# Problem to work on
Copy everything in the data below, from the line containing "work: provide the mask of every instance of the railing" down to the line containing "[[[25,36],[24,35],[21,35],[21,38],[24,38]]]", with both of those lines included.

Stored entries
↓↓↓
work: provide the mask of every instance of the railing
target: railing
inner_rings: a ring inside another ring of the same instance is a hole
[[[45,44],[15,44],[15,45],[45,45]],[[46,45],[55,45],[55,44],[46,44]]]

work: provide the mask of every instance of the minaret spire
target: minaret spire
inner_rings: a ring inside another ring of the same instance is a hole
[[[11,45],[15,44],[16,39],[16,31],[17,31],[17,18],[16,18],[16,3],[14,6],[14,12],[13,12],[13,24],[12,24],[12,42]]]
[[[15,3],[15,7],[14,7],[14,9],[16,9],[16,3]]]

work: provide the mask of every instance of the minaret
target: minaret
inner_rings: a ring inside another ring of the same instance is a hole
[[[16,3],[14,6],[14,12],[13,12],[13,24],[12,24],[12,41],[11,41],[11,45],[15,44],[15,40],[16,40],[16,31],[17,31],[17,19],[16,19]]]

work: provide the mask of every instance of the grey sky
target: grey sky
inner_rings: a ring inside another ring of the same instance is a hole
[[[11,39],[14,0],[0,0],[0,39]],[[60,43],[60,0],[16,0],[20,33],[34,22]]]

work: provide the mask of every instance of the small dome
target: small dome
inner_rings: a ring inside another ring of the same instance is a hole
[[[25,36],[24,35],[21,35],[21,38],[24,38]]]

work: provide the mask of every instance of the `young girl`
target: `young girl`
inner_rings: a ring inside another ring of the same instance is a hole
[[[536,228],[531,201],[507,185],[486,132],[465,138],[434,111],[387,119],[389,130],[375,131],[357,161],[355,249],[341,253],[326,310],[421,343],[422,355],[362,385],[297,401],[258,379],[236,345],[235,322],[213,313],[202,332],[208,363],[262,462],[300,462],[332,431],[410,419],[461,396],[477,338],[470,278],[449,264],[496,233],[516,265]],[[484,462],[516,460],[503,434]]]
↑↑↑
↓↓↓
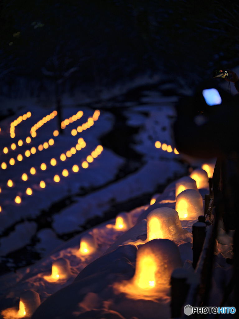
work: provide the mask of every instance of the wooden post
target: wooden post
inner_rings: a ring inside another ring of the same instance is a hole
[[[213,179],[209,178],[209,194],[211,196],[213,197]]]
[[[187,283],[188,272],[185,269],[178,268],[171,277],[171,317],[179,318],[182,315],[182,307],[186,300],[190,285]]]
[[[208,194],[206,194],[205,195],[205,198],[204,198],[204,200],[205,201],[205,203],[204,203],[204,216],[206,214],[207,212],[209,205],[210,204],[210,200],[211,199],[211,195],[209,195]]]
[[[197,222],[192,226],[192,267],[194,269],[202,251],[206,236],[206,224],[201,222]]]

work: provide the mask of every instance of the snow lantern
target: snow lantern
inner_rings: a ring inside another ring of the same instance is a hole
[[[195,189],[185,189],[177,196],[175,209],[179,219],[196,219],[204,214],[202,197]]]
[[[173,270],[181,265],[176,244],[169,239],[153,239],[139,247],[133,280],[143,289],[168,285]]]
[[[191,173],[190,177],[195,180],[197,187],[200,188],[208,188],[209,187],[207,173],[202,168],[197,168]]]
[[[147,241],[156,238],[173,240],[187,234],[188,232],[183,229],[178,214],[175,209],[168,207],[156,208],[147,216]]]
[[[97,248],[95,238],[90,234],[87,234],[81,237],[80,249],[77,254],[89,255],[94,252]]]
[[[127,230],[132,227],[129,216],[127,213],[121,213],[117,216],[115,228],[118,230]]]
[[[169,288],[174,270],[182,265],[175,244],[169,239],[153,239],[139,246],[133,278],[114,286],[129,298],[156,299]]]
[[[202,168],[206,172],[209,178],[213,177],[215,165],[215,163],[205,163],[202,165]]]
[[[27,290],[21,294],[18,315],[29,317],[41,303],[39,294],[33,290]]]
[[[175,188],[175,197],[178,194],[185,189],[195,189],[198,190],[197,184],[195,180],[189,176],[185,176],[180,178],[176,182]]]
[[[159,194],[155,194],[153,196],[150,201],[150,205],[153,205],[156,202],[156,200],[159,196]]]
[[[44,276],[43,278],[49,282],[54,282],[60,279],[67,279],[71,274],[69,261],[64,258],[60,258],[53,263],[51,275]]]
↑↑↑
↓↓↓
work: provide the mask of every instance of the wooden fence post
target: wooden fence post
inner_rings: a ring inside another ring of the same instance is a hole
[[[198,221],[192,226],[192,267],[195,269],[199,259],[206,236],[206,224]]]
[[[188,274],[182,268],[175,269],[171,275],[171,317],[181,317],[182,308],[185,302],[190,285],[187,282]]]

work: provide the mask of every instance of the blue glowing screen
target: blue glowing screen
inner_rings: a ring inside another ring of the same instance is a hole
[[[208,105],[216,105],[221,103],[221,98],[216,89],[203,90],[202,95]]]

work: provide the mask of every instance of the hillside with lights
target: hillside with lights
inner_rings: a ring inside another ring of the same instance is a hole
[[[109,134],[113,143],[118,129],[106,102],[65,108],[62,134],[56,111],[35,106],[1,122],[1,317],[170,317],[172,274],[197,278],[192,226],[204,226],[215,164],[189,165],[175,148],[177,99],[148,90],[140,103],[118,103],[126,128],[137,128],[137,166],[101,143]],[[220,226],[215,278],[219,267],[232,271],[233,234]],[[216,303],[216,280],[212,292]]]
↑↑↑
# The response
work: provide the mask of every instance of the railing
target: railing
inner_rings: a ring inside another ring of the same instance is a hole
[[[45,44],[15,44],[15,45],[45,45]],[[46,45],[55,45],[55,44],[46,44]]]

work: provide the mask of every instance of the minaret spire
target: minaret spire
inner_rings: a ring inside another ring of the same instance is a hole
[[[11,45],[15,44],[16,39],[16,31],[17,31],[17,18],[16,18],[16,3],[14,6],[14,12],[13,12],[13,24],[12,24],[12,42]]]
[[[15,3],[15,7],[14,7],[14,9],[16,9],[16,3]]]

work: provide the mask of every instance of the minaret
target: minaret
inner_rings: a ring inside another ring of the same instance is a hole
[[[16,3],[14,6],[14,12],[13,12],[13,24],[12,24],[12,41],[11,41],[11,45],[15,44],[15,40],[16,40],[16,31],[17,31],[17,19],[16,19]]]

work: provide the mask of every instance of the grey sky
target: grey sky
inner_rings: a ring inside another ring of the same instance is a hole
[[[11,39],[14,0],[0,0],[0,39]],[[60,43],[60,0],[16,0],[20,33],[34,22]]]

work: provide the mask of every instance of the small dome
target: small dome
inner_rings: a ring inside another ring of the same instance is a hole
[[[25,36],[24,35],[21,35],[21,38],[24,38]]]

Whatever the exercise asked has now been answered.